* Requirement
Arrange every line of the material below as a Markdown table with two columns, Row and Line, numbering each row and omitting blank lines.

* Data
________________________________________
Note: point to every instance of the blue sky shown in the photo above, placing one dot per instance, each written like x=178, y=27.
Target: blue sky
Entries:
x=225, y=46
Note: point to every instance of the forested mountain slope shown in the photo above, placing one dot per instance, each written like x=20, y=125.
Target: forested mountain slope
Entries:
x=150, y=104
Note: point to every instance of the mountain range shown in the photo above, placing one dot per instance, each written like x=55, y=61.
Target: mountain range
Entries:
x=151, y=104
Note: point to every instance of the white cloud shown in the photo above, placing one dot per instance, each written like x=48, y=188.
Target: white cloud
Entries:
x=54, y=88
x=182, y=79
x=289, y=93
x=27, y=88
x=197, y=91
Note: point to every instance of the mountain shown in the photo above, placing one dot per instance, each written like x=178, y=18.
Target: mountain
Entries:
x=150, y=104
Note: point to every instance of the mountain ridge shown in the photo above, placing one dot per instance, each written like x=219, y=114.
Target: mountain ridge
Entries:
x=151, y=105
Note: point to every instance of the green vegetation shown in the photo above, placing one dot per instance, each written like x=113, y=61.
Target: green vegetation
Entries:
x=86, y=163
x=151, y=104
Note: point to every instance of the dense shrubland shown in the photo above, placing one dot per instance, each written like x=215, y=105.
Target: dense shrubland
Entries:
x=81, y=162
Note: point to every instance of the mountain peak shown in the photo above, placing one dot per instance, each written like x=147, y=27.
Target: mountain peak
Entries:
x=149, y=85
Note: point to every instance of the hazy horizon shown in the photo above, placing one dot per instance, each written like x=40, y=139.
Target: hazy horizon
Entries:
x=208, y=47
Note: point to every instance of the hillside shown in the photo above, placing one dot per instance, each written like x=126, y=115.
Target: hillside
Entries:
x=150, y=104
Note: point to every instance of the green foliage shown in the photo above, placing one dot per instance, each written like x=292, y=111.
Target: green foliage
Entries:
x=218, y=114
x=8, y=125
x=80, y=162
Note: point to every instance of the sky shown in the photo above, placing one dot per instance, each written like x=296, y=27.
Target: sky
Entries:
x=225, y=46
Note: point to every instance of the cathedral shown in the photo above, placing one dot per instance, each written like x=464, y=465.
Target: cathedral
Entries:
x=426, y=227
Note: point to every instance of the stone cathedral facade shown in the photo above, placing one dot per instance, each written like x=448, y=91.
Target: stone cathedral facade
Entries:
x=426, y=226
________________________________________
* Output
| Row | Line |
|---|---|
| 1 | Note: point to every instance of the blue sky shown in the photo above, placing one dot per instance, each written like x=178, y=27. |
| 2 | Target: blue sky |
| 3 | Entries: |
| 4 | x=225, y=46 |
| 5 | Note: point to every instance of the forested mountain slope shown in the photo above, placing one dot per instance, each written like x=20, y=125. |
| 6 | Target: forested mountain slope |
| 7 | Entries: |
| 8 | x=150, y=104 |
| 9 | Note: point to every instance of the mountain range shown in the photo above, placing one dot per instance, each written like x=55, y=61. |
| 10 | Target: mountain range |
| 11 | Entries: |
| 12 | x=151, y=104 |
| 13 | Note: point to every instance of the white cloud shown in the photo above, placing one dot per instance, each written like x=48, y=188. |
| 14 | Target: white cloud |
| 15 | Entries: |
| 16 | x=54, y=88 |
| 17 | x=182, y=79 |
| 18 | x=289, y=93 |
| 19 | x=27, y=88 |
| 20 | x=197, y=91 |
| 21 | Note: point to every instance of the mountain shown in the photo above, placing one dot per instance, each written like x=178, y=18. |
| 22 | Target: mountain |
| 23 | Entries: |
| 24 | x=150, y=104 |
| 25 | Note: point to every instance of the mountain ridge shown in the photo above, placing one dot per instance, each written like x=219, y=114. |
| 26 | Target: mountain ridge |
| 27 | Entries: |
| 28 | x=151, y=105 |
| 29 | Note: point to every instance of the green vegetation shown in the photo above, placing one dot per instance, each written like x=113, y=61. |
| 30 | Target: green vegetation |
| 31 | Entries: |
| 32 | x=86, y=163 |
| 33 | x=151, y=104 |
| 34 | Note: point to every instance of the dense shrubland shown in the photo above, placing one dot per instance, each written like x=215, y=105. |
| 35 | Target: dense shrubland |
| 36 | Entries: |
| 37 | x=81, y=162 |
| 38 | Note: point to every instance of the mountain peak shown in the photo above, placing one dot per instance, each written like x=147, y=27. |
| 39 | Target: mountain peak |
| 40 | Entries: |
| 41 | x=149, y=85 |
| 42 | Note: point to every instance of the hazy horizon shown in the photo above, placing one dot per instance, each written like x=40, y=139. |
| 43 | Target: hazy horizon |
| 44 | Entries: |
| 45 | x=208, y=47 |
| 46 | Note: point to every instance of the hillside shown in the photo above, placing one dot per instance, each written like x=126, y=115. |
| 47 | Target: hillside |
| 48 | Entries: |
| 49 | x=150, y=104 |
| 50 | Note: point to every instance of the green foliage shown in the photo above, placing one dot per instance, each written like x=292, y=111. |
| 51 | Target: green foliage |
| 52 | Entries: |
| 53 | x=218, y=114 |
| 54 | x=8, y=125 |
| 55 | x=80, y=162 |
| 56 | Note: point to every instance of the sky shown in the photo above, placing one dot per instance, each written like x=296, y=27. |
| 57 | Target: sky |
| 58 | Entries: |
| 59 | x=225, y=46 |
| 60 | Note: point to every instance of the cathedral shown in the photo above, placing one dot per instance, each written like x=464, y=465. |
| 61 | Target: cathedral |
| 62 | Entries: |
| 63 | x=426, y=227 |
| 64 | Note: point to every instance of the stone cathedral facade shown in the photo above, placing one dot per instance, each written like x=448, y=91. |
| 65 | Target: stone cathedral facade |
| 66 | Entries: |
| 67 | x=426, y=226 |